(Beginning of Data excerpts)

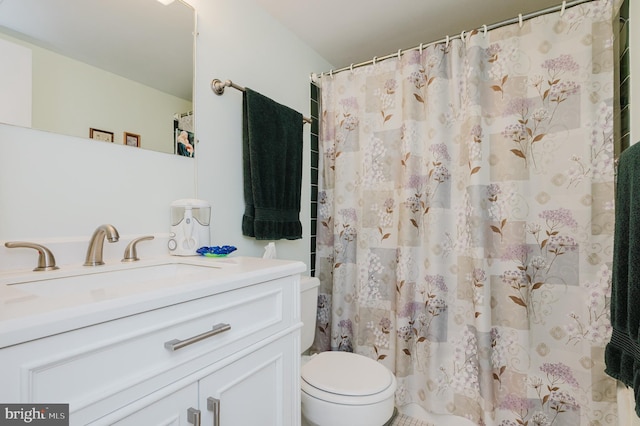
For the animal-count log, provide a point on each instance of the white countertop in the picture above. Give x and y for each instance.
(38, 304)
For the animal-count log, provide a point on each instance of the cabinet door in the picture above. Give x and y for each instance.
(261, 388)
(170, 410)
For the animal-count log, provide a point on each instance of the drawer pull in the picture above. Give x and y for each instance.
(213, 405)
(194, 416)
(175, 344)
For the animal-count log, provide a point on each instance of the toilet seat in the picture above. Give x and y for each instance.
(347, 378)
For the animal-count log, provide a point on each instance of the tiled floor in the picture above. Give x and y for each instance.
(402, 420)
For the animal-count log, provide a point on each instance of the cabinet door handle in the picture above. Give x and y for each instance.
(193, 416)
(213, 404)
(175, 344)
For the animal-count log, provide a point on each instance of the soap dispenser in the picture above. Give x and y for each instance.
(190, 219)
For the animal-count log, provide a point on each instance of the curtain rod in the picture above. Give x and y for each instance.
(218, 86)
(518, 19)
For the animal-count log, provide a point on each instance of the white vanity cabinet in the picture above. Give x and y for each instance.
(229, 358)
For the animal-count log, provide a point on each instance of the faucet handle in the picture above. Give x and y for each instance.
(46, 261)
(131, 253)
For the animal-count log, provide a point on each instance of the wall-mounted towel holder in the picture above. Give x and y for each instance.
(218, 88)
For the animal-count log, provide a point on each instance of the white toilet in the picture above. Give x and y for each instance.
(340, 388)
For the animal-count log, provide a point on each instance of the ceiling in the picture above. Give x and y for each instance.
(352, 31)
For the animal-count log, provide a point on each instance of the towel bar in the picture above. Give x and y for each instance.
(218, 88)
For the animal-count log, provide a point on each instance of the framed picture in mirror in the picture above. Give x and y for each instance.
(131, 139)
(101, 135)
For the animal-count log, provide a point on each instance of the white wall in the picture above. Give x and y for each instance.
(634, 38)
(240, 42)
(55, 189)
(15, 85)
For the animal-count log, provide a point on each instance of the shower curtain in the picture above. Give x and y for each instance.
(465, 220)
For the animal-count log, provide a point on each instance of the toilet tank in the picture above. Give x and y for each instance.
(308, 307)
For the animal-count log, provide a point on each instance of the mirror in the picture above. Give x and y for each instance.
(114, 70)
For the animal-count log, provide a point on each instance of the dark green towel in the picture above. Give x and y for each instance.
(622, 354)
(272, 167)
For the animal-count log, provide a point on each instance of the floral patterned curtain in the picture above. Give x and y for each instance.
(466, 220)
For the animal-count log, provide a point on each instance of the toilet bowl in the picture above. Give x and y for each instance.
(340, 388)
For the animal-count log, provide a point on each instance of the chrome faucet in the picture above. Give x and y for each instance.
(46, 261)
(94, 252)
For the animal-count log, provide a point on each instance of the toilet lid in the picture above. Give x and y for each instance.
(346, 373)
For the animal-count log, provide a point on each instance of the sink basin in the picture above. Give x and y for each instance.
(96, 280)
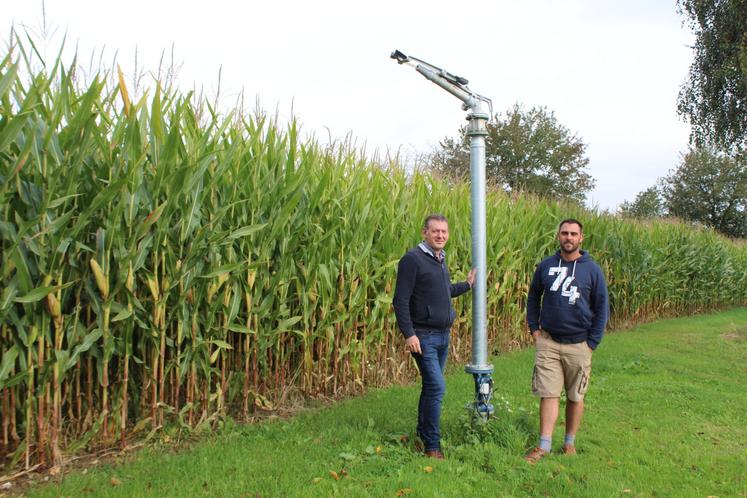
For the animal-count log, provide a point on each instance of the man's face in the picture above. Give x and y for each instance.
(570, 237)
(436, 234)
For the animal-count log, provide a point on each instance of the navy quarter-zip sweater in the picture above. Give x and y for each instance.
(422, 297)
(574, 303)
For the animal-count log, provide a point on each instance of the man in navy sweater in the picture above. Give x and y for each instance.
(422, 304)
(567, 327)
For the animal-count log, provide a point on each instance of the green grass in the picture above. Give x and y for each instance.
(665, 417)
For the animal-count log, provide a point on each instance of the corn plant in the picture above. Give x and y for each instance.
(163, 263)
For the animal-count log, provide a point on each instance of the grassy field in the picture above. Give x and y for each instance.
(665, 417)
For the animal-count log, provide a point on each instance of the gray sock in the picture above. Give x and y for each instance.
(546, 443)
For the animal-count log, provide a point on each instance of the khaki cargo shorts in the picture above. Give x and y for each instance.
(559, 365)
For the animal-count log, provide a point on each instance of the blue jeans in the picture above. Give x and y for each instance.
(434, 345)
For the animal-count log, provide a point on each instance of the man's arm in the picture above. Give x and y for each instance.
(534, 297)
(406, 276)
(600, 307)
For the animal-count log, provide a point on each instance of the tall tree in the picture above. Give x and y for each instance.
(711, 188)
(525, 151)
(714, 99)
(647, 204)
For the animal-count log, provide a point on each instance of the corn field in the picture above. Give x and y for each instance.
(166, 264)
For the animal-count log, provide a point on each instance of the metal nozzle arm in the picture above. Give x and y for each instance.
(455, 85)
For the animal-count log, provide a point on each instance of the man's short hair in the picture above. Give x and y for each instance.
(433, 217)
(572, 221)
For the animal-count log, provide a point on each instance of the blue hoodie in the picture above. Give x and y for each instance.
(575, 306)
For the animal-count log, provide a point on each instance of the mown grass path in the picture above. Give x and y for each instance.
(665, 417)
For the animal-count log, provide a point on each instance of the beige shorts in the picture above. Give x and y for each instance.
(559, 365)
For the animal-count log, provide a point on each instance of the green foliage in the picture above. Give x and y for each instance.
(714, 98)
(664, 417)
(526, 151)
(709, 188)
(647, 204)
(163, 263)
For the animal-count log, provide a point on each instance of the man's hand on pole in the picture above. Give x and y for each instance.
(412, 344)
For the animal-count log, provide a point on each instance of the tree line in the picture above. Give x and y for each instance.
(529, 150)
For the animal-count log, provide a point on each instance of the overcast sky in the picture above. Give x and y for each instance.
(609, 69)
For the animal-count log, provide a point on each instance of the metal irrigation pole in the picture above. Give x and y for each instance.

(End of Data excerpts)

▸ Activity
What is needed is every record above printed exactly, with no pictures.

▸ Solved exercise
For the animal-count log, provide a point on each instance of the white countertop in the picture above. Give x and y for each instance.
(38, 304)
For the animal-count log, provide a point on each instance of the cabinet door in the picture above. Give x and y for each instance.
(261, 388)
(170, 410)
For the animal-count log, provide a point on each instance of the drawer pull in the picture above. Give x and y for each instance.
(213, 405)
(194, 416)
(175, 344)
For the animal-count log, provide a point on each instance of the toilet seat in the picture above. Give x and y for each instance.
(347, 378)
For the animal-count log, provide a point on each instance of the tiled floor in the picture above. Give x and y for each instance.
(402, 420)
For the animal-count log, provide a point on each instance of the cabinet door handle in the picture above. Give x and y for each instance.
(193, 416)
(213, 404)
(175, 344)
For the animal-count log, provide a point on each instance of the soap dispenser in the picture above. Give x and y for each instance.
(190, 219)
For the animal-count log, provide a point on each instance of the curtain rod in the picture above. Give x and y for each instance.
(218, 86)
(518, 19)
For the animal-count log, provide a point on each instance of the white vanity cabinet in the picture above. Give x and y for each instance.
(229, 358)
For the animal-count log, provide a point on each instance of the faucet handle in the picture above. Give x and y for each instance.
(46, 261)
(131, 253)
For the animal-count log, provide a point on each instance of the wall-mounted towel holder in the picture above. Give x and y for each instance.
(218, 88)
For the animal-count log, provide a point on each instance of the white toilet in the picture above. Give x and y for each instance.
(340, 388)
For the animal-count log, provide a point on each instance of the ceiling in the picture above. Give x and y for each instance.
(352, 31)
For the animal-count log, provide a point on each instance of the towel bar in the picture above. Give x and y for each instance.
(218, 88)
For the animal-count log, provide a point on each instance of the framed picture in mirror in the picture above. Give x and y for each instance.
(131, 139)
(101, 135)
For the animal-count log, provide a point on each instance of the white wall in the picture above. Give x and y for each instance.
(634, 38)
(240, 42)
(55, 189)
(15, 85)
For the animal-count log, provide a point on each instance of the shower curtain in the picture above. Give x and y for each instance.
(465, 220)
For the animal-count log, provide a point on each instance of the toilet tank in the picture above. Give x and y for each instance.
(308, 307)
For the animal-count log, provide a point on each instance of the mirror in the picture above. Give x and y for each instance.
(114, 70)
For the animal-count log, provide a point on each instance of the dark green towel in the picture above. Give x and y for each instance.
(622, 354)
(272, 167)
For the animal-count log, provide a point on each instance of the floral patterned curtain in the picture above. Give x and y for each instance.
(466, 220)
For the animal-count log, provide a point on each instance of the toilet bowl in the picture above. Give x and y for each instance.
(340, 388)
For the animal-count log, provide a point on each instance of the chrome faucet in the picture above. Give x and y for each instance.
(46, 261)
(94, 252)
For the animal-count log, provide a point on each instance of the toilet lid in the picture above. Give x and y for each instance.
(346, 373)
For the animal-count log, provide a point on each instance of the sink basin in the picture above. Give x and y for each instance.
(96, 280)
For the animal-count log, provide a point on each instance of the man's face in the picture above. Give x and y for each instance.
(570, 237)
(436, 234)
For the animal-count log, provide a point on each instance of the navy quarter-zip sweater in the picture above. Give x and y for each instance.
(422, 297)
(574, 303)
For the animal-count log, provide a point on each instance of the man in navy sweater in the picture above. Give x and y for each instance.
(422, 304)
(567, 327)
For the animal-count log, provide a point on each instance of the green grass in the picture above. Give x and y for each instance.
(665, 417)
For the animal-count log, provide a point on each instance of the corn plant in the picture above. Give x and y for each instance.
(163, 263)
For the animal-count log, provide a point on each instance of the grassy field in the picture above. Give x and y for each instance.
(665, 417)
For the animal-count log, provide a point on each instance of the gray sock in the picture above. Give x and y for each instance.
(546, 443)
For the animal-count log, provide a point on each instance of the khaki cargo shorts in the picture above. Give x and y for each instance.
(559, 365)
For the animal-count log, provide a point on each instance of the blue jeans in the picture above. Give x and y for each instance.
(434, 345)
For the animal-count log, provide a point on each instance of the man's arm in the picture above. Give x and y for each instance.
(534, 297)
(406, 276)
(600, 307)
For the animal-count log, provide a point on each instance of the tall tree in the picture above. Give x and y for each instance.
(711, 188)
(525, 151)
(714, 99)
(647, 204)
For the animal-count log, provide a point on each instance of the corn field in the picture above. Give x and y for each instance.
(166, 264)
For the animal-count log, provide a point on each instance of the metal nozzle arm in the picture above. Give x and y for each instance.
(455, 85)
For the animal-count log, provide a point on each instance of the man's short hair in the picture above. Give x and y for each instance.
(433, 217)
(572, 221)
For the animal-count log, provide a point on each instance of the blue hoodie in the picture above. Give x and y for each instance.
(575, 306)
For the animal-count log, provide a point on each instance of the mown grass path in the picture above. Give x and y for each instance.
(665, 417)
For the animal-count log, provide a point on each instance of the beige shorts in the picture above. Give x and y for each instance.
(559, 365)
For the animal-count log, provide a point on each instance of the green foliage in the picture above. Give x and y for each instance.
(714, 98)
(664, 417)
(526, 151)
(709, 188)
(647, 204)
(163, 263)
For the animal-count log, provide a point on each instance of the man's hand on pole in the picture above. Give x and y for each instance.
(412, 344)
For the animal-count log, provide a point on each instance of the tree line in the picture above. Give x and y for each instance.
(529, 150)
For the animal-count log, provide a point on each instance of the overcast sky in the picture above. Give x and y for each instance.
(609, 69)
For the animal-count log, provide a point on each instance of the metal irrigation pole in the picture above. Give x and y for each instance.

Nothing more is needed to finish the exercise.